## Problem to work on
Could you copy the lines below character for character, changing nothing?

Data taken from a collection

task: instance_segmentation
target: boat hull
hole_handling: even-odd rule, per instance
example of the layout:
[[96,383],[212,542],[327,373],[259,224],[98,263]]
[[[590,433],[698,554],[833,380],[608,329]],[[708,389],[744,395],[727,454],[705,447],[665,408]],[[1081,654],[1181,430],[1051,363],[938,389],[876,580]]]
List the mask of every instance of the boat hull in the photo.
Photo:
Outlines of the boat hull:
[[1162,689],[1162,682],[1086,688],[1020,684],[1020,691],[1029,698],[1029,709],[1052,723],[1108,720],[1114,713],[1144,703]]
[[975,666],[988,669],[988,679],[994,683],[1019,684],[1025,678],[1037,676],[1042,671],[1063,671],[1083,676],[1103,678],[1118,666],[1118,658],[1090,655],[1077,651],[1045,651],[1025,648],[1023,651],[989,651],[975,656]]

## Problem solution
task: instance_segmentation
target: boat hull
hole_handling: even-odd rule, per instance
example of the layout:
[[96,383],[212,542],[327,373],[259,224],[98,263]]
[[[590,433],[698,554],[833,380],[608,329]],[[708,389],[744,395],[727,454],[705,447],[665,408]],[[1081,654],[1181,430],[1051,363],[938,389],[876,580]]]
List the mask of every instance of the boat hull in the photo.
Photo:
Outlines of the boat hull:
[[1162,689],[1162,682],[1086,688],[1020,684],[1020,691],[1029,698],[1029,709],[1052,723],[1108,720],[1114,713],[1144,703]]
[[975,666],[988,669],[988,679],[994,683],[1019,684],[1025,678],[1037,676],[1042,671],[1063,671],[1083,676],[1103,678],[1118,666],[1118,658],[1090,655],[1077,651],[1045,651],[1025,648],[1023,651],[989,651],[975,656]]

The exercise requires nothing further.